## What to produce
Return, exactly and in full, the lines of the records below starting at the one with "column 287, row 730" and ending at the one with "column 955, row 349", and no other lines.

## Data provided
↓

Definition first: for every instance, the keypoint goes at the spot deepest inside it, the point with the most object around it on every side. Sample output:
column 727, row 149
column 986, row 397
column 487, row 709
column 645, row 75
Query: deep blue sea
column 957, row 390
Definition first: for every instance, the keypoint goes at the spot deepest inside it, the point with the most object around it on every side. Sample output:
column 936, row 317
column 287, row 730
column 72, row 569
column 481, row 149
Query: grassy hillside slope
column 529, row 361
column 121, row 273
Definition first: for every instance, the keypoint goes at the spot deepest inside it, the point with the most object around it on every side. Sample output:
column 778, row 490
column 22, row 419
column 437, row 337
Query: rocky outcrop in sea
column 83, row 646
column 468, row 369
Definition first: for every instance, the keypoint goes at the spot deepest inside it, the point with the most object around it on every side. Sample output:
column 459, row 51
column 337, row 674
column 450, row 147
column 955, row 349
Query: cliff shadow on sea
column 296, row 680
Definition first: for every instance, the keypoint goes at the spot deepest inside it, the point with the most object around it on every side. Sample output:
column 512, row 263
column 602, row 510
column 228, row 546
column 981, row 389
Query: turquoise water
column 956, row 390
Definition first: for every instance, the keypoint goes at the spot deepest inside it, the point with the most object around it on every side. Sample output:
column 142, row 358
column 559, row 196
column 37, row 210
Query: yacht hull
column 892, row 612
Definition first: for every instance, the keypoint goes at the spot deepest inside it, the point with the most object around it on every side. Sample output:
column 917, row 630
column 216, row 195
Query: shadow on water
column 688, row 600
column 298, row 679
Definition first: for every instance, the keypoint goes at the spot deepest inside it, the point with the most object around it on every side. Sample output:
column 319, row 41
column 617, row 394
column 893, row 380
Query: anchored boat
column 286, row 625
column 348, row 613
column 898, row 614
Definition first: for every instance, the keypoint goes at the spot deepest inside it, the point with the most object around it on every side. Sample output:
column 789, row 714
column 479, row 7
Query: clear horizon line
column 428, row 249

↑

## Output
column 287, row 730
column 72, row 569
column 481, row 149
Query: grassy hillside slope
column 529, row 361
column 121, row 273
Definition first: for every instance, the keypoint goes at the spot deepest inside it, the point with the most object around it on every side. Sample output:
column 778, row 490
column 22, row 419
column 437, row 337
Query: rocky outcrop in sea
column 83, row 646
column 468, row 369
Definition first: for every instance, the keypoint goes at the spot deepest inside it, the point with the most object around it on every side. Sample output:
column 459, row 51
column 337, row 674
column 450, row 147
column 955, row 349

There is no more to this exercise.